About this exercise> Go through the records below and return each line that has "Where" in it.

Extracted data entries
>>

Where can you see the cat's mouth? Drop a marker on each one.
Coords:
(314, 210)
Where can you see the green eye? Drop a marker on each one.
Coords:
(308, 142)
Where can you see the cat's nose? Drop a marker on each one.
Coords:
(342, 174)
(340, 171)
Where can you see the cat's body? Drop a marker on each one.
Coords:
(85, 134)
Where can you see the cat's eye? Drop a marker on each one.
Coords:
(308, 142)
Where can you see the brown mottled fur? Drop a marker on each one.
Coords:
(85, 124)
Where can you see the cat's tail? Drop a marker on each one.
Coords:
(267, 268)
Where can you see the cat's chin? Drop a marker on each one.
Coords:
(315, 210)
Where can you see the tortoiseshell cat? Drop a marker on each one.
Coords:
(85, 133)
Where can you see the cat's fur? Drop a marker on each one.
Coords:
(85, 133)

<<

Written response>
Where can you see the cat's mouth? Drop a marker on each one.
Where can you see the green eye? Drop a marker on each one.
Where can you see the cat's nose? Drop a marker on each one.
Where can you see the cat's body? Drop a marker on each one.
Where can you see the cat's eye? Drop a marker on each one.
Where can you see the brown mottled fur? Drop a marker on each one.
Where can you see the cat's tail? Drop a marker on each one.
Where can you see the cat's chin? Drop a marker on each one.
Where can you see the tortoiseshell cat? Drop a marker on each one.
Where can you see the cat's fur? Drop a marker on each one.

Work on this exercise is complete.